Ci ingegniamo e attraversiamo la breve distanza che ci separa, creata dalla mia assoluta ignoranza della lingua ebraica e la loro inesistente conoscenza dell’inglese, grazie a GoogleTranslate. Smanettano sull’IPhone, poi mi indicano lo schermo su cui leggo, appunto, che la gallina che volteggiano intorno alla testa dovrebbe servire a togliermi tutte le colpe. Passate e presenti, almeno.

Ripeto spesso d’essere spesso un’imbarazzante ignorante. Probabilmente dovrei aver ricordi immediati più sublimi di Gerusalemme, l’Immensa. Se chiudo gli occhi, invece, il primo fotogramma che torna alla mente del mio viaggio ad al-Quds è proprio quella sera, poco prima dell’inizio delle celebrazioni dello Yom Kippur: qualche compagno di viaggio ed io ci avventuriamo, splendenti, tra la folla che si riversa in Israele da tutto il mondo in quei primi giorni di settembre 2013. Ci teniamo per mano per non perderci, ma in realtà ci siamo già lasciati andare. Mi piace pensare ad un viaggio come ad un salto nel vuoto, via i bagagli che sono inutili. Diventi più leggero e più ampio, in viaggio. A Gerusalemme, poi, senti l’anima che si espande. Ho provato a dipingerla con il pennello della razionalità, ma la mia memoria spezzetta i ricordi in istantanee che non seguono alcuna logica temporale.

“Dimmi qualcos’altro di quella sera, di quei giorni”.

I profumi. La confusione. I mitra in mano a militari molto bionde e soldati molto muscolosi, che ridono abbracciati a quelle macchine da guerra. Sarebbero in grado di vivere un’altra vita, mi chiedo? Un’esistenza senza barriere, scudi atomici, attacchi, vittime e carnefici, bombe e paure, schizzi di sangue e dure accoglienze? Li ho guardati fino allo sfinimento, quei mitra, quegli zainetti addobbati con manganelli sgraziati; li ho osservati, quasi ammaliata, ma con un sapore sgradevole in bocca. è il sapore delle guerre. Ci raccontano che poi alla fine qualcuno vince. Non penso. Penso che tutti alla fine di un conflitto ci rimettano. Penso che le guerre siano sporche, e imbrattino la bellezza di questo mondo.

Probabilmente, però, io posso commentare quelle armi da una posizione molto privilegiata. Le ultime persone a partecipare ad una guerra nella mia famiglia sono stati i miei nonni ai quali mancava la forza di parlare degli scontri della Secondo Conflitto Mondiale. Nel corso degli anni, però, in Bosnia, in Palestina, in Giordania, in Russia, nell’Irlanda del Nord, mi sono chiesta: “Ma io, cosa sarei capace di fare se mi uccidessero chi amo?”. Avrei ancora fede in Gino Strada che dice “Non credere ad una parola, ogni volta che cercheranno di spiegarti come sarà bella la guerra futura”? Sarei in grado di mantenere i nervi saldi e dire, beata e al sicuro come ora, “Io ripudio la guerra”, come scritto sulla nostra Costituzione? Oppure, anch’io imbraccerei un fucile, lancerei un razzo, o comincerei a lavorare con un katiuscia? Crediamo di essere persone ragionevoli. Fino a prova contraria.

▶ _Obiettivo del compito_:
Trascrivi fedelmente il tratto del brano su Gerusalemme che va da "I profumi. La" fino a "di questo mondo.".

▶ _Record elencati_:

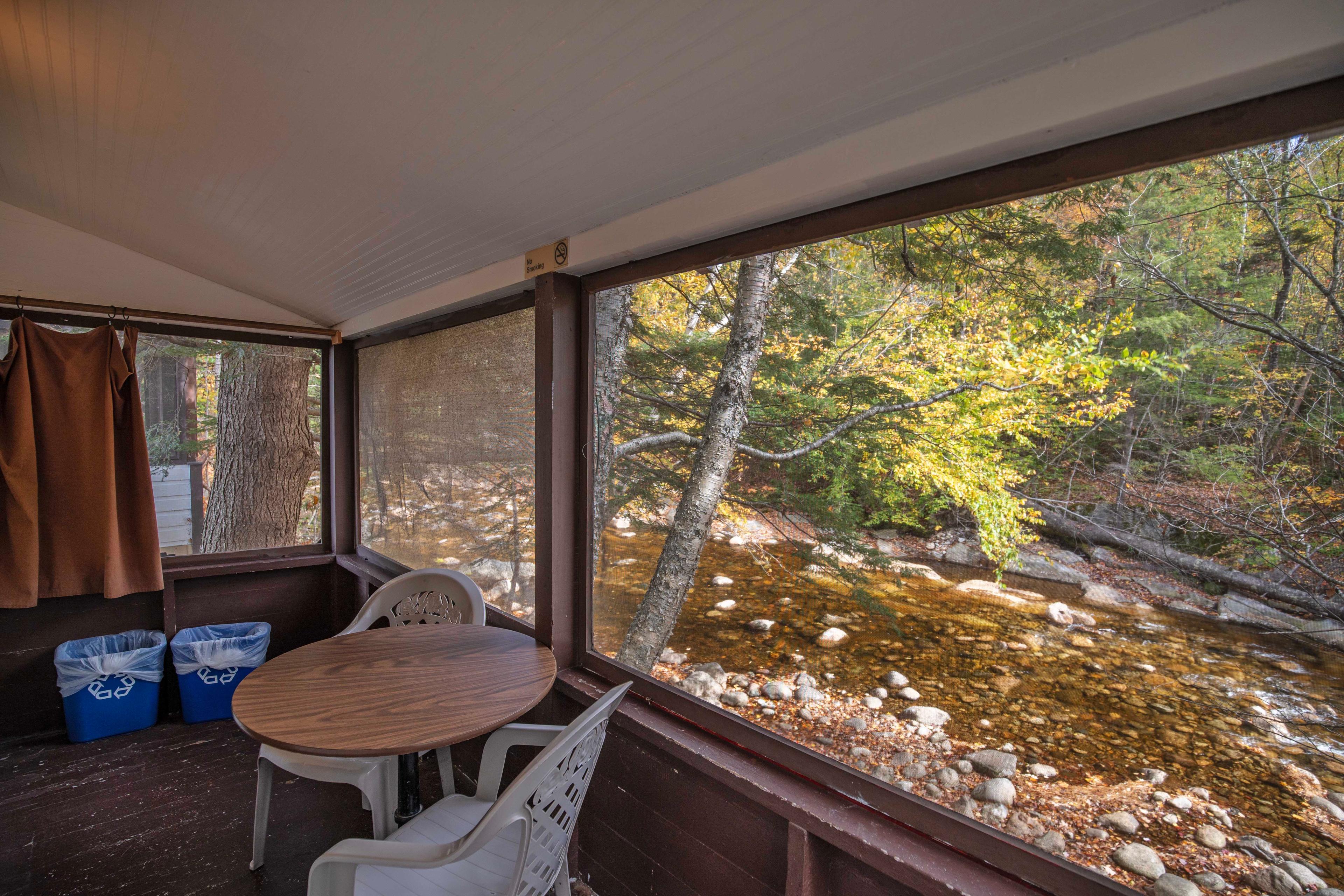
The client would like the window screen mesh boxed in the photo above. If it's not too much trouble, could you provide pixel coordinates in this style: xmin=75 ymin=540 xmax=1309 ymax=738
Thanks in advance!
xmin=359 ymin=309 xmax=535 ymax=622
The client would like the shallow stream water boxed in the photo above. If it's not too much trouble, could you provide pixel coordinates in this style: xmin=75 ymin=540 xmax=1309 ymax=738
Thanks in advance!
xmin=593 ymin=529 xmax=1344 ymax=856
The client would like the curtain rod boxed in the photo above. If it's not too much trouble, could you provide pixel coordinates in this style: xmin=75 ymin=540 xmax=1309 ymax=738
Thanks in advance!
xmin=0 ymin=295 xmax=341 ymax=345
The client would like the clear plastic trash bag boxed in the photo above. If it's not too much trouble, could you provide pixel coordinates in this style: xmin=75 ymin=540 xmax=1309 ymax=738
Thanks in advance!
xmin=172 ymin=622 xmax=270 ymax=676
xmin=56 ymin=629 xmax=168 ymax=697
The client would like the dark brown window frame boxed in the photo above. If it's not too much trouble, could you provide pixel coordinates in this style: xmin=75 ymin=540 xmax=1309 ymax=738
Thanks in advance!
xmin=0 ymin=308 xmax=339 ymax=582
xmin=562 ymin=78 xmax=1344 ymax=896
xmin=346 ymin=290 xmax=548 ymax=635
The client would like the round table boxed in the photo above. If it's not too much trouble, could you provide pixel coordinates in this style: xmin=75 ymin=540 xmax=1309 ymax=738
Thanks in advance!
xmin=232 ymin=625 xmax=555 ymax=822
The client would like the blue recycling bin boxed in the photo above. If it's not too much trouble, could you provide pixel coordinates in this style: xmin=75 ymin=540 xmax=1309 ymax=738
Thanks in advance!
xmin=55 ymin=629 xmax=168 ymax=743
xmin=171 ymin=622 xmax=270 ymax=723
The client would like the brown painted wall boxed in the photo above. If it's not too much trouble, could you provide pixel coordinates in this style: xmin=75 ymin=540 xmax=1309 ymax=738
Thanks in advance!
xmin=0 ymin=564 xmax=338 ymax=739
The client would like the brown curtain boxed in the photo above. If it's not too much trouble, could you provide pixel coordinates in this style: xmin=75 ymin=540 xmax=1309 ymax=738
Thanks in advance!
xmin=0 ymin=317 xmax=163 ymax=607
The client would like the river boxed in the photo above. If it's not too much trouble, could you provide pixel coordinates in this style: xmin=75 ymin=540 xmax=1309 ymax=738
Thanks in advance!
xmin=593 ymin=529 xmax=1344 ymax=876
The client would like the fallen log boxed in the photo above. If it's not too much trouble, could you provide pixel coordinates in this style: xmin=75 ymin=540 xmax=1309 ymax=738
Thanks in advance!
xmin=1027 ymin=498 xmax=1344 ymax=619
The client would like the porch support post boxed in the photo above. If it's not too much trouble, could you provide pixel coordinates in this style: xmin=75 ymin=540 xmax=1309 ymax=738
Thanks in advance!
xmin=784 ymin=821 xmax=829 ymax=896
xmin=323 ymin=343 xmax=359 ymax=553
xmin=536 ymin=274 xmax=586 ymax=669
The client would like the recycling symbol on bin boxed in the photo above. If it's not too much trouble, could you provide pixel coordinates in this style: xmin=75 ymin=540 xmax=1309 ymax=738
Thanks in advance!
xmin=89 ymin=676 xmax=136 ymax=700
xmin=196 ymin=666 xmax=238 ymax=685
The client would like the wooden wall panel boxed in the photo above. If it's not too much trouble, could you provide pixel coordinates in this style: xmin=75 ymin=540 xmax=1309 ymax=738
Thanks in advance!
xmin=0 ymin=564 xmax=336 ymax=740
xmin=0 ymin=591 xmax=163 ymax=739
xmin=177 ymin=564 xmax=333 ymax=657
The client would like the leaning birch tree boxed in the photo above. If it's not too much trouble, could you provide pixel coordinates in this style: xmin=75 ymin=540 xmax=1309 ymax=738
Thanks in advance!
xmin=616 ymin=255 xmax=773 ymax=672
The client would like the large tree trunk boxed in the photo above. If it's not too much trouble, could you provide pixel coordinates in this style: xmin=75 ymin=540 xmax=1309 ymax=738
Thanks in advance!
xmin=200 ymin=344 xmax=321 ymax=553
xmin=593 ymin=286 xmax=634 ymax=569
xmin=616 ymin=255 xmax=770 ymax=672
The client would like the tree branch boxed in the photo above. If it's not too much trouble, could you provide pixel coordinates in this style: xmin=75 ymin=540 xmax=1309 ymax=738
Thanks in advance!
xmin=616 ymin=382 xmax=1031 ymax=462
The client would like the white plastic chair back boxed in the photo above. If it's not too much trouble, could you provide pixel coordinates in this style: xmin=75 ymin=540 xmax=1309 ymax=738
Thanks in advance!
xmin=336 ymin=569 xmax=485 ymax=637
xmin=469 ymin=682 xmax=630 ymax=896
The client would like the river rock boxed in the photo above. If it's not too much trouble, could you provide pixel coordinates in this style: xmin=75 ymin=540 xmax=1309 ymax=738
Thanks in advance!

▶ _Risposta svolta_:
I profumi. La confusione. I mitra in mano a militari molto bionde e soldati molto muscolosi, che ridono abbracciati a quelle macchine da guerra. Sarebbero in grado di vivere un’altra vita, mi chiedo? Un’esistenza senza barriere, scudi atomici, attacchi, vittime e carnefici, bombe e paure, schizzi di sangue e dure accoglienze? Li ho guardati fino allo sfinimento, quei mitra, quegli zainetti addobbati con manganelli sgraziati; li ho osservati, quasi ammaliata, ma con un sapore sgradevole in bocca. è il sapore delle guerre. Ci raccontano che poi alla fine qualcuno vince. Non penso. Penso che tutti alla fine di un conflitto ci rimettano. Penso che le guerre siano sporche, e imbrattino la bellezza di questo mondo.